▶ [Part of a data file]:

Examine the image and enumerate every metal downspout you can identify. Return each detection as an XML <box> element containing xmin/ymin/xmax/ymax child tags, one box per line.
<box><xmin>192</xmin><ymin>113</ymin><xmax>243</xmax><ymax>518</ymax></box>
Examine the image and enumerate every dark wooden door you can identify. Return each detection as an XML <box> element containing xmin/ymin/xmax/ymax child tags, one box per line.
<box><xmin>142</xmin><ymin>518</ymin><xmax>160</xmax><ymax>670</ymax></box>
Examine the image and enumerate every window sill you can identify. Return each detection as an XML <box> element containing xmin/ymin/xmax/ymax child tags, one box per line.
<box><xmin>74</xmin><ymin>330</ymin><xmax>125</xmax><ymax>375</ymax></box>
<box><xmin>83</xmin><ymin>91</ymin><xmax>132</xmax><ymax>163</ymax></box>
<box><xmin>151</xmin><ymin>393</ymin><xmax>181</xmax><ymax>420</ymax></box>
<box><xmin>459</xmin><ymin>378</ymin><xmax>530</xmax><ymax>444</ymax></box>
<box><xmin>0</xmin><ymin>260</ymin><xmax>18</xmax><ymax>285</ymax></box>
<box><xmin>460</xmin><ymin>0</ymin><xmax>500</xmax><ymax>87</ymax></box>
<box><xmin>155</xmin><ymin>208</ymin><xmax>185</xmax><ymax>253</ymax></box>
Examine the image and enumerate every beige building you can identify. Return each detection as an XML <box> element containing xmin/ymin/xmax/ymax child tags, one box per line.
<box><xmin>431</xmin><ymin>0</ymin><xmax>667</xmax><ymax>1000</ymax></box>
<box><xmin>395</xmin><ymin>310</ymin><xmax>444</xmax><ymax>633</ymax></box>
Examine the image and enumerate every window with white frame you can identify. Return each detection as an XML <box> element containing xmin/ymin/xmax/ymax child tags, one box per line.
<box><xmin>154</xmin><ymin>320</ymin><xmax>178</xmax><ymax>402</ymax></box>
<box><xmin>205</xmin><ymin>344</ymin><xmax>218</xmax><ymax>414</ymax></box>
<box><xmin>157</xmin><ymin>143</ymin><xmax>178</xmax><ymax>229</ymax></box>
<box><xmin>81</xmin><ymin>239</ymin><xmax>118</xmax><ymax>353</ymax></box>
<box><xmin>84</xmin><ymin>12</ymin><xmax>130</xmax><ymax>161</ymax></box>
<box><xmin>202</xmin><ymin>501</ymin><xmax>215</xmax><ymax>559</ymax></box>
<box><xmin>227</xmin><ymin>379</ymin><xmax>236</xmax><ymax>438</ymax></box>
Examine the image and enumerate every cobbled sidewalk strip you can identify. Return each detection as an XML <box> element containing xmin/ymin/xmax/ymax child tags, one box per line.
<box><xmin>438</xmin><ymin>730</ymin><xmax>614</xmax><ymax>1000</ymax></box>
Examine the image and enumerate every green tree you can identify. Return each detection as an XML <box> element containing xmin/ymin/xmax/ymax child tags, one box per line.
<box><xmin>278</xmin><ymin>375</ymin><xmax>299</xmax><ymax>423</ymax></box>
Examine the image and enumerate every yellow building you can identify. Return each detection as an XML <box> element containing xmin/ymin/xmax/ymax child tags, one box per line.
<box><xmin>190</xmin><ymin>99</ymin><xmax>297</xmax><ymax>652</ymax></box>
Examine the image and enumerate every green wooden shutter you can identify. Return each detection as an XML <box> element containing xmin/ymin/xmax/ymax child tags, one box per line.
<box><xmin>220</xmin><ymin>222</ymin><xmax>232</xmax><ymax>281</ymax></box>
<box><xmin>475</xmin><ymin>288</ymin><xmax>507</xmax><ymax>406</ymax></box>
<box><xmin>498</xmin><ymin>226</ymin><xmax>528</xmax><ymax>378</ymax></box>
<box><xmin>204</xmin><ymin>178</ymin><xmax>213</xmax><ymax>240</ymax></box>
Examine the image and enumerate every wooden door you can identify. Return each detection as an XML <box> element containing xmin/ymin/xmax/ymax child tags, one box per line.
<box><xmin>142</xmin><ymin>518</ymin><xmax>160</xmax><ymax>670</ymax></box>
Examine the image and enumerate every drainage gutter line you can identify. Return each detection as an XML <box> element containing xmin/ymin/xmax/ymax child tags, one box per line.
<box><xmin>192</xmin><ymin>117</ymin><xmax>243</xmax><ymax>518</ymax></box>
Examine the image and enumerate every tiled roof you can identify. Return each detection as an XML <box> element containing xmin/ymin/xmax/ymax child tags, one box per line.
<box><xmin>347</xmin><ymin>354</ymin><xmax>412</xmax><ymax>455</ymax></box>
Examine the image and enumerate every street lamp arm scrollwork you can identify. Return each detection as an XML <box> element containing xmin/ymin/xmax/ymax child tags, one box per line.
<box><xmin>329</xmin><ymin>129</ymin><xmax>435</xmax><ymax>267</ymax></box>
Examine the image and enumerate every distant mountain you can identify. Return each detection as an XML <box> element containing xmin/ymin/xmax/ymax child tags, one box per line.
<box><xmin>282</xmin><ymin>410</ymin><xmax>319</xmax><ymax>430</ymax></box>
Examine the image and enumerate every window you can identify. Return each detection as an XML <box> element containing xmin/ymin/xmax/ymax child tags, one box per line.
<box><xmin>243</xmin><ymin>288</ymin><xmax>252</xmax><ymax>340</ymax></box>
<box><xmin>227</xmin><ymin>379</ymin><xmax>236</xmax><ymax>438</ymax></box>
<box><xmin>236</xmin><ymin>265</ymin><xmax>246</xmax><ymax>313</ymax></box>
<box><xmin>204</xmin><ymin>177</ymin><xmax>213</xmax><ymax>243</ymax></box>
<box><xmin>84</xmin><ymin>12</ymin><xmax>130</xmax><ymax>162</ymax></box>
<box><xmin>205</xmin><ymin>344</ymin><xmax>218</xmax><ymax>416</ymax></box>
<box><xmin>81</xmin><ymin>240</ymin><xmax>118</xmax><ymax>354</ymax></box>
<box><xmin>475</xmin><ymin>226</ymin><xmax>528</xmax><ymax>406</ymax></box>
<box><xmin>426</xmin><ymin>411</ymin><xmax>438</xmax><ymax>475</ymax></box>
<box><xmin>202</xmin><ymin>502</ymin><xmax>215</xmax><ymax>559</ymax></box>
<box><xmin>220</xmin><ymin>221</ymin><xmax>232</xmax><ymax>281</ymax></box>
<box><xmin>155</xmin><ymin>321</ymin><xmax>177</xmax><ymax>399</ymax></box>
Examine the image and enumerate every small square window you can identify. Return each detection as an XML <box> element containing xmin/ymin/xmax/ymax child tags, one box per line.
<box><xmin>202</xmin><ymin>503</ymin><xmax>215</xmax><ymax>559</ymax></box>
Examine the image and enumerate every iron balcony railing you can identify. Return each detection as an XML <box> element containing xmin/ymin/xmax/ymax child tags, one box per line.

▶ [Your goal]: Quote the lines of the listing above that run from the line with "Examine the image and enumerate every distant" through its last line, both included, and nothing else.

▶ [Output of the task]:
Examine the image and enumerate every distant mountain you can identify. Return each detection as an XML <box> element containing xmin/ymin/xmax/ymax child tags, one box per line.
<box><xmin>282</xmin><ymin>410</ymin><xmax>319</xmax><ymax>430</ymax></box>
Examine the image and enumerate every window you can identify. Return each detection as an XML <box> element containing xmin/ymin/xmax/ymax child tags, one box per line.
<box><xmin>243</xmin><ymin>288</ymin><xmax>252</xmax><ymax>340</ymax></box>
<box><xmin>227</xmin><ymin>379</ymin><xmax>236</xmax><ymax>438</ymax></box>
<box><xmin>236</xmin><ymin>265</ymin><xmax>246</xmax><ymax>313</ymax></box>
<box><xmin>204</xmin><ymin>177</ymin><xmax>213</xmax><ymax>243</ymax></box>
<box><xmin>84</xmin><ymin>12</ymin><xmax>130</xmax><ymax>162</ymax></box>
<box><xmin>205</xmin><ymin>344</ymin><xmax>218</xmax><ymax>416</ymax></box>
<box><xmin>81</xmin><ymin>240</ymin><xmax>118</xmax><ymax>354</ymax></box>
<box><xmin>475</xmin><ymin>226</ymin><xmax>528</xmax><ymax>406</ymax></box>
<box><xmin>426</xmin><ymin>411</ymin><xmax>438</xmax><ymax>475</ymax></box>
<box><xmin>202</xmin><ymin>502</ymin><xmax>215</xmax><ymax>559</ymax></box>
<box><xmin>220</xmin><ymin>221</ymin><xmax>232</xmax><ymax>281</ymax></box>
<box><xmin>155</xmin><ymin>321</ymin><xmax>177</xmax><ymax>399</ymax></box>
Examine the image and enumerate every small square window you can identify. Return each detection as an XML <box> element containing xmin/ymin/xmax/ymax child tags, one box per line.
<box><xmin>202</xmin><ymin>503</ymin><xmax>215</xmax><ymax>559</ymax></box>
Examine the image and enumerate every iron balcony railing you can identify. Return each detection as an XML <box> element containing xmin/ymin/xmax/ymax child tags, one box per line.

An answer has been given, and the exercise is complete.